При этом в советской и постсоветской правовой и историко-правовой науке к монархии сложилось стереотипно негативное отношение: и для представителей юридической школы СССР, и для их коллег из демократической России русская монархия, а тем более концепция православно-монархического строя, представляют собой символ «темных времен» отечественной истории, олицетворение некоего правового и политического «мракобесия», «нашего позавчера», невозвратного, отжившего «свой век» способа организации верховной власти, а также всего национального политико-правового пространства. В то же время российское самодержавие не могло вписаться в марксистско-ленинскую идеологию и современную либеральную доктрину, в этом плане оно и оценивалось в качестве исключительно «реакционной» формы правления. Впрочем, точно такую оценку заслужили и российские консерваторы – классики и современные сторонники данного идейно-мировоззренческого направления в гуманитарной мысли и практической политико-правовой сфере.
Вместе с тем, весьма небольшое количество современных исследователей системно и последовательно анализируют православно-монархические аспекты российского государственно-правового бытия, национального правосознания, правовых и государственных традиций. В этом смысле особый интерес представляют монографии и научные статьи А.М. Величко, А.А. Васильева, А.Г. Дугина, А. Казина, В.Е. Ларионова, А.Ю. Мордовцева, М.В. Назарова, Н.А. Нарочницкой, А.И. Овчинникова, А.С. Панарина, А.В. Серегина, М.Б. Смолина и др. Именно их идеи чаще всего и находятся «под огнем» либеральной критики, выступают в качестве «ретроградных» и даже «реакционных». Следует признать, что серьезных монографических исследований, посвященных данной тематике, явно недостаточно.
Объект диссертационного исследования составляют государственно-правовые учения российских консерваторов, а его предметом является идея монархической власти в отечественных консервативных государственно-правовых учениях XVIII–XX веков в теоретико-методологическом, доктринальном и аксиологическом измерениях.

Задача ▸
Решите, согласуется ли с отрывком каждое утверждение, и к каждому ответу «да» или «нет» приведите решающие слова отрывка точной цитатой.
1. Многие современные исследователи системно анализируют православно-монархические аспекты российского государственно-правового бытия.
2. Российское самодержавие оценивалось как исключительно «реакционная» форма правления.
3. Предметом диссертационного исследования являются государственно-правовые учения российских консерваторов.
Опирайтесь только на отрывок.

Приведенные данные ▸
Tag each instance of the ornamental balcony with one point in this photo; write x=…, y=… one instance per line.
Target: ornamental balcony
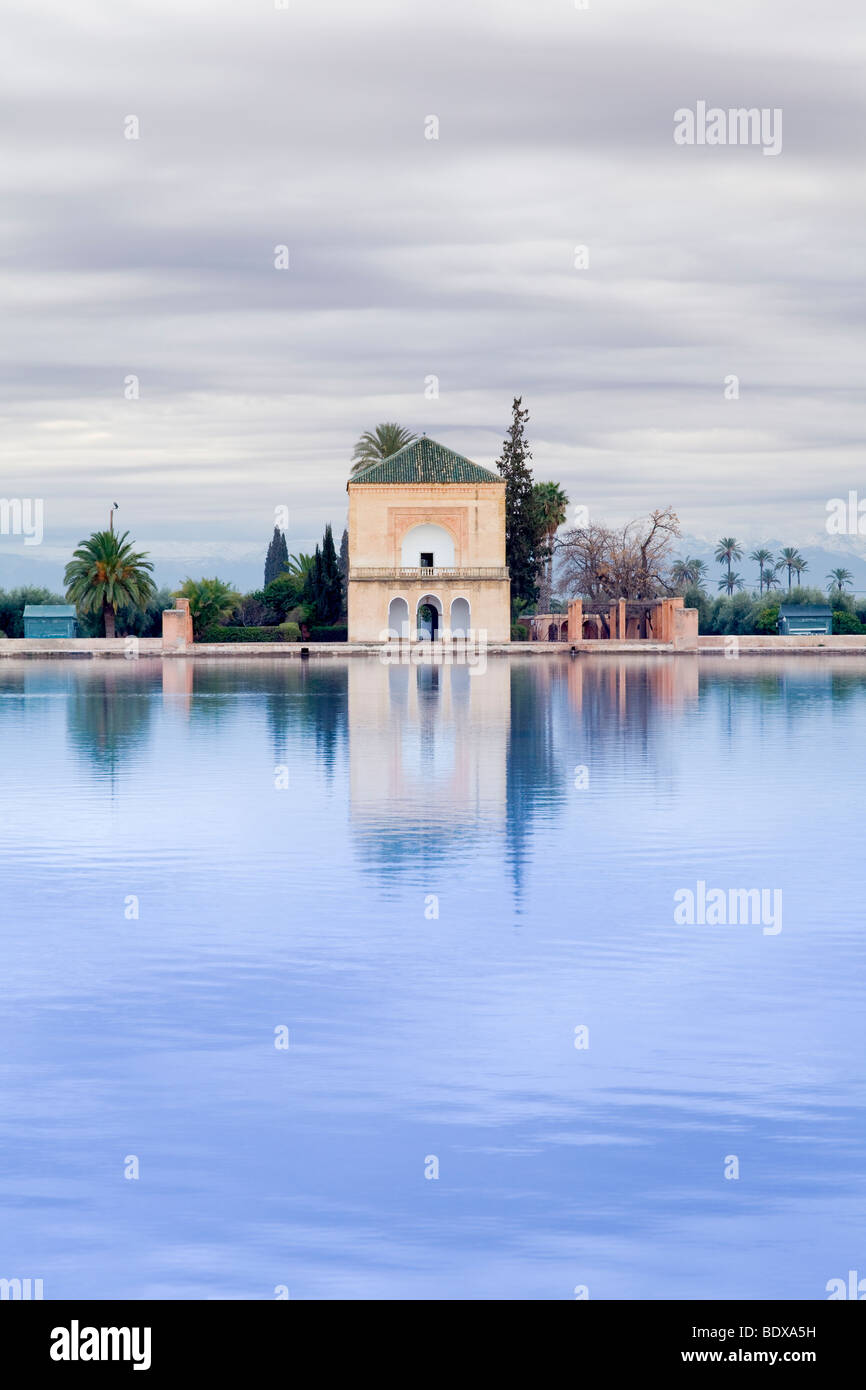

Ответ к упражнению ▸
1. Нет: «весьма небольшое количество современных исследователей системно и последовательно анализируют православно-монархические аспекты российского государственно-правового бытия».
2. Да: «оно и оценивалось в качестве исключительно «реакционной» формы правления».
3. Нет: «Объект диссертационного исследования составляют государственно-правовые учения российских консерваторов».